== Exercise directions ==
Everything from the line containing "Can you see the white teeth?" to the final line of the records below should be given again exactly, and nothing else.

== Entries from a point annotation set ==
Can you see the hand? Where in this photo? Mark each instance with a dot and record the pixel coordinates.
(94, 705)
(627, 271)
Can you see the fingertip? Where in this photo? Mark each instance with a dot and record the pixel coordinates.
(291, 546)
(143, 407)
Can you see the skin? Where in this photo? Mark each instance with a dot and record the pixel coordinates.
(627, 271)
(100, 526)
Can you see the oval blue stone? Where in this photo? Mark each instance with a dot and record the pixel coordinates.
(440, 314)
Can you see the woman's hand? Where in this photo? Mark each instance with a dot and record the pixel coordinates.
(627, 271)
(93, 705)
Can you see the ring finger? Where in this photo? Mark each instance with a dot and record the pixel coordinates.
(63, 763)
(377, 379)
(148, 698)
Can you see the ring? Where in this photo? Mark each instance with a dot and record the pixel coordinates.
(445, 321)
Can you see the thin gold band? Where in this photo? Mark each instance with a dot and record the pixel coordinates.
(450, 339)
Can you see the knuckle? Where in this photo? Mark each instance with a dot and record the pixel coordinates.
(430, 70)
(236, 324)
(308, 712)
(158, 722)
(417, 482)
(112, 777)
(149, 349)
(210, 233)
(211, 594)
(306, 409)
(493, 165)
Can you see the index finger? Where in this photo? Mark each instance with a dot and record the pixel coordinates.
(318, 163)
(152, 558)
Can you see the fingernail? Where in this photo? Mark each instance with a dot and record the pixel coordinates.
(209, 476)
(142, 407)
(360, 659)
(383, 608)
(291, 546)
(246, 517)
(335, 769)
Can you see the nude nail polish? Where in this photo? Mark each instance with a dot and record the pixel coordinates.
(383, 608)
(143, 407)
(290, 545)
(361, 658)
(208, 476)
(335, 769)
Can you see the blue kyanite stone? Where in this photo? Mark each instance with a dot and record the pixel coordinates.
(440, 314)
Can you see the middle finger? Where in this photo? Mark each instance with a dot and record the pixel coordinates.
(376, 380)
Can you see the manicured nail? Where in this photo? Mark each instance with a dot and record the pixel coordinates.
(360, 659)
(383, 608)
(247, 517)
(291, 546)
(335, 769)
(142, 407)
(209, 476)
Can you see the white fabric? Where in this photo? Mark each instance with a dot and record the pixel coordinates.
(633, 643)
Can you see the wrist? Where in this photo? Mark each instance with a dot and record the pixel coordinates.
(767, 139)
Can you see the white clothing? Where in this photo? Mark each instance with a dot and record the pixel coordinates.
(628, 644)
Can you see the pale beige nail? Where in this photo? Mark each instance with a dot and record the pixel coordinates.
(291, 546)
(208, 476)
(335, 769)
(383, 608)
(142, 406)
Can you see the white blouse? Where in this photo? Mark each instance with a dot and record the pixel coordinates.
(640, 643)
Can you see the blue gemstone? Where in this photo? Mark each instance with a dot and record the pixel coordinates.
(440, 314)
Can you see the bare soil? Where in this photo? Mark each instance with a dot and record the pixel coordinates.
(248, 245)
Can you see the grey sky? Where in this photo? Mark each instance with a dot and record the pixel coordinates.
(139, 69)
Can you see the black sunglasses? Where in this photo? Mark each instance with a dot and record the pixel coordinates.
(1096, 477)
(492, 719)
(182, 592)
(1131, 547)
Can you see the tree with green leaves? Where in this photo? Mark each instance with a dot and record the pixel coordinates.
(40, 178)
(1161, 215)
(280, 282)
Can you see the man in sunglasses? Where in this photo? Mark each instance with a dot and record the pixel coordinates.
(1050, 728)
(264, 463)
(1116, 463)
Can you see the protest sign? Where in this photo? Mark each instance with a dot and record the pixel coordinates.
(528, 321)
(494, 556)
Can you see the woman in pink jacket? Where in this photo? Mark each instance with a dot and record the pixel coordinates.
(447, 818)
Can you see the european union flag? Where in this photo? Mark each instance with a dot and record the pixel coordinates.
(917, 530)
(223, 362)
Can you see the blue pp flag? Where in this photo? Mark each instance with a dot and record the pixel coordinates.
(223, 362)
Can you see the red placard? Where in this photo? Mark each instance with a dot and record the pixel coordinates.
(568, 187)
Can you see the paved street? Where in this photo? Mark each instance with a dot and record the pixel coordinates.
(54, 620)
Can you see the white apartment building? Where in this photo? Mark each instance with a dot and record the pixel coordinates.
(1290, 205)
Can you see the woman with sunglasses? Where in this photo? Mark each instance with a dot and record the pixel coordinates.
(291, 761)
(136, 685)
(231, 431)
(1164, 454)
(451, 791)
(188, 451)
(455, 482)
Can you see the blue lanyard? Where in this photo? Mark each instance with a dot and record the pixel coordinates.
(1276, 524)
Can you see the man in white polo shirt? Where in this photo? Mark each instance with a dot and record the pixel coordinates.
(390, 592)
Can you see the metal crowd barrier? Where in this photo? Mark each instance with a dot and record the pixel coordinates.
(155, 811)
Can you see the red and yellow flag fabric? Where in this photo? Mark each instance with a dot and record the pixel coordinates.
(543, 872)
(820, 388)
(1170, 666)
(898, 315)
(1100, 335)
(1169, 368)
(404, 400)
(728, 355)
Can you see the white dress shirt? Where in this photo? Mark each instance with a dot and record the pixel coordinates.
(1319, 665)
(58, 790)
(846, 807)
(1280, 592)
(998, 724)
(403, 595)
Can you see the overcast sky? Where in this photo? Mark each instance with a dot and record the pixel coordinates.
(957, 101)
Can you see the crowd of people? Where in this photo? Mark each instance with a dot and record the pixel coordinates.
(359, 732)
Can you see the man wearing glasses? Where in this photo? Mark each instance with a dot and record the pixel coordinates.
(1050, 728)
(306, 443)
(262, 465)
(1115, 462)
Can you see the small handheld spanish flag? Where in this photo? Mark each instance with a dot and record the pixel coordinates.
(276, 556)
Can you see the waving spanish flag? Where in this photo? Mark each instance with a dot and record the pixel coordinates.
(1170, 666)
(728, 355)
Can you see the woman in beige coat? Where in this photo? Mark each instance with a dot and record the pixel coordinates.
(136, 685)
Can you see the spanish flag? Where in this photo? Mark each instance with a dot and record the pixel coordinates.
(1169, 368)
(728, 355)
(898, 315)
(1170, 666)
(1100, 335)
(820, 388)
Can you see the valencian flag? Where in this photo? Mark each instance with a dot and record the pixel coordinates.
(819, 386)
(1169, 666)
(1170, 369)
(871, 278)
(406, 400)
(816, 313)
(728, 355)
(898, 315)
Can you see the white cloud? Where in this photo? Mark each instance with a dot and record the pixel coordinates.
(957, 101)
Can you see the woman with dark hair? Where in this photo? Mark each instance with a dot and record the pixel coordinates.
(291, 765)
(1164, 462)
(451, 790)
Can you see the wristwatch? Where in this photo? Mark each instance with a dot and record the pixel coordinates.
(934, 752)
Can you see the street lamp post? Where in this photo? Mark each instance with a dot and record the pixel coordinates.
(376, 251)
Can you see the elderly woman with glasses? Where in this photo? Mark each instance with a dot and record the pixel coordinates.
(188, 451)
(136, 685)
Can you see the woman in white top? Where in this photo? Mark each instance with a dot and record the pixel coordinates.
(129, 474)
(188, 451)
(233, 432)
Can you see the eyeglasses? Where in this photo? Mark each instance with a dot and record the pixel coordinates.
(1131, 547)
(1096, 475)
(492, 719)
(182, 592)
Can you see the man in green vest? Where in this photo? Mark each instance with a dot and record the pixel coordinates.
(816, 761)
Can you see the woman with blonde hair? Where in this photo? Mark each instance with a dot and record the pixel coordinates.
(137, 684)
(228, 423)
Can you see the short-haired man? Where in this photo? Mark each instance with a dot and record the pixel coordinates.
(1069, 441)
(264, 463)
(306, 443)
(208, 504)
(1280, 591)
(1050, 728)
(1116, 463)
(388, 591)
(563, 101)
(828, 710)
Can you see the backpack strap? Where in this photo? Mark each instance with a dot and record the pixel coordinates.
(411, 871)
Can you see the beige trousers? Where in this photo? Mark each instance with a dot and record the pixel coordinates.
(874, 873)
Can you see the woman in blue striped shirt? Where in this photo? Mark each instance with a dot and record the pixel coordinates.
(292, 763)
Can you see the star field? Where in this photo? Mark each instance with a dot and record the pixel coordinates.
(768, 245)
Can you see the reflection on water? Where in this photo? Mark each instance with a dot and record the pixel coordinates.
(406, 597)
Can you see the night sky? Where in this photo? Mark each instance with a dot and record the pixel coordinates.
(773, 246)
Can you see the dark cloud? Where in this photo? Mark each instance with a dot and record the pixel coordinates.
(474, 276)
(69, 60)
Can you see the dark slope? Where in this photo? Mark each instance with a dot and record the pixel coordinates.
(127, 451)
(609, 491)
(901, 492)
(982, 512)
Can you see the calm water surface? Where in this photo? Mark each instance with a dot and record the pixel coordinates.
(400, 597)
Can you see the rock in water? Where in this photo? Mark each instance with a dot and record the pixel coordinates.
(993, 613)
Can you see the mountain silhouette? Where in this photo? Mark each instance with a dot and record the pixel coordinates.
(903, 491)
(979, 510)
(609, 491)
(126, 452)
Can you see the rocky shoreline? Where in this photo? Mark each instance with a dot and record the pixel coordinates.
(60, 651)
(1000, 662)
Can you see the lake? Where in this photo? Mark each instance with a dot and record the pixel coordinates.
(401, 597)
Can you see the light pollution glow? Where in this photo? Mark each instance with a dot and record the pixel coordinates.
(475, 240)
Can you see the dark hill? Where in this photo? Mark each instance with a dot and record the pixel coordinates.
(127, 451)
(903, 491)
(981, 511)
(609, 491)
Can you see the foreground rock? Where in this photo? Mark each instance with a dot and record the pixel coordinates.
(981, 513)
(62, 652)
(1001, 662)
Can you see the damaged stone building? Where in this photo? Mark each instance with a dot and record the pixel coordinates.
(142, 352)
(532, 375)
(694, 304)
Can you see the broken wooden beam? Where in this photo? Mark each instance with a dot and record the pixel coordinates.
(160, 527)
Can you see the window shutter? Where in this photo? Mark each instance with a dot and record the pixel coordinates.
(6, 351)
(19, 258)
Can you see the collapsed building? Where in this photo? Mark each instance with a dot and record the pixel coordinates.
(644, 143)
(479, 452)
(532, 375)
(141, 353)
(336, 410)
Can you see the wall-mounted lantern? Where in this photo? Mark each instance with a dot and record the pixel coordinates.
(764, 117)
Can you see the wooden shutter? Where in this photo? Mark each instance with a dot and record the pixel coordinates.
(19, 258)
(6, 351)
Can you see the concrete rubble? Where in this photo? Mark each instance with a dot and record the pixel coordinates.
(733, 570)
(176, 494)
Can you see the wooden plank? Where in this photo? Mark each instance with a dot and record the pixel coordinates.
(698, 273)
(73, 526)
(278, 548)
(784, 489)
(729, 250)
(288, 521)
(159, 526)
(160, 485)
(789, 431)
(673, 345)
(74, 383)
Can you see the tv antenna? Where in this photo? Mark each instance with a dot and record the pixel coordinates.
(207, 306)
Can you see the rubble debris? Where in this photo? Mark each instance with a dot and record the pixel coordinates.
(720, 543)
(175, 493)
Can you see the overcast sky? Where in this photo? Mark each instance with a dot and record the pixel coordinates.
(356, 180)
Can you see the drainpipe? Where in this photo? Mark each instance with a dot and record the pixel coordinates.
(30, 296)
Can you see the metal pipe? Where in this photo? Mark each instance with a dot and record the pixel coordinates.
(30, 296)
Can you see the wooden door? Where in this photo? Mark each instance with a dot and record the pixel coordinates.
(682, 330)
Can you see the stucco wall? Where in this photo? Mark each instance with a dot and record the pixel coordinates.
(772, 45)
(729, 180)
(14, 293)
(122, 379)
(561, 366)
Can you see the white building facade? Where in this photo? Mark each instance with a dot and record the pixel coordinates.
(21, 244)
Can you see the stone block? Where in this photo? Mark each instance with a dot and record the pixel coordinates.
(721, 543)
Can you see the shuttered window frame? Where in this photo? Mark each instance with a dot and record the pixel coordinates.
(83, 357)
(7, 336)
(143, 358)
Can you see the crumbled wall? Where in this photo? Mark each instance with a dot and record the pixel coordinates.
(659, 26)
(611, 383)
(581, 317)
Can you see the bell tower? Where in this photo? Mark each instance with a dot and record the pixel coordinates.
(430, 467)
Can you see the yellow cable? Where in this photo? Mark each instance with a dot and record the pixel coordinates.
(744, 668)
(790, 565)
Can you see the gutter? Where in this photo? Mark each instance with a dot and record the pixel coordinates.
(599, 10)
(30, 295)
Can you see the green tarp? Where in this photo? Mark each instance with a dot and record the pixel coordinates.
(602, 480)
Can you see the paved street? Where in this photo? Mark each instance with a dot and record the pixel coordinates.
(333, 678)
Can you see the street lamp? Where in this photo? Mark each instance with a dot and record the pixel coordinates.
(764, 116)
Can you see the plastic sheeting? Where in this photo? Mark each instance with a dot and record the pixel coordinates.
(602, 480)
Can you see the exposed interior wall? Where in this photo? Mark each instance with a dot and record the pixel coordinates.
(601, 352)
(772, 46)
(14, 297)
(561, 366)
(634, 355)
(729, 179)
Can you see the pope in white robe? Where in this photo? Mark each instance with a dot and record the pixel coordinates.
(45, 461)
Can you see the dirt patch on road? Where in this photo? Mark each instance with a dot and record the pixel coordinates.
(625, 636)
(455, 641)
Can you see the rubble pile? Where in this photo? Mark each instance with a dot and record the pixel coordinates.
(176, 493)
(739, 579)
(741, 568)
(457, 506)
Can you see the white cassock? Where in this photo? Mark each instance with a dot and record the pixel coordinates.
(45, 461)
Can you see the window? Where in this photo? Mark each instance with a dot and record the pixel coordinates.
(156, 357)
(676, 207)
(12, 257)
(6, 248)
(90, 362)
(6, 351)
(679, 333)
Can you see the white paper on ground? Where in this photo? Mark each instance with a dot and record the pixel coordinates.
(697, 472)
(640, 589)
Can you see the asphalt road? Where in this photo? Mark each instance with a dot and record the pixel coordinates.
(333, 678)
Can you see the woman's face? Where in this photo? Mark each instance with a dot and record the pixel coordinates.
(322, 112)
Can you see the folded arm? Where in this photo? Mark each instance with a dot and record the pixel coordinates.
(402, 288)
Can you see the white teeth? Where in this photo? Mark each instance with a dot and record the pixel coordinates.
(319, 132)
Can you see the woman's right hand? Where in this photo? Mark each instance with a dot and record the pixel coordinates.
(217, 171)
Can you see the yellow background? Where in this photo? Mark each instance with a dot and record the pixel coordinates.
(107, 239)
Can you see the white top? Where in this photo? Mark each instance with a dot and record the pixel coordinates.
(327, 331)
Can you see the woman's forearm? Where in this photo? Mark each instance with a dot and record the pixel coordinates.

== Task answer ==
Can you see the white teeth? Where in this photo? Mark each instance with a dot and record the pixel coordinates.
(319, 132)
Can you see the woman's right hand? Where in this photo? Mark each instance with a dot and record the pixel coordinates.
(217, 171)
Can you see the yellow background? Where in this photo? Mark each instance with a dot and record the pixel coordinates.
(107, 239)
Can you see the white top? Where in this photo? Mark each instance with a dot and record the pixel coordinates.
(327, 331)
Can you see the woman's forearm? Where in this photo? Mark each instance with a dot and record the pixel coordinates.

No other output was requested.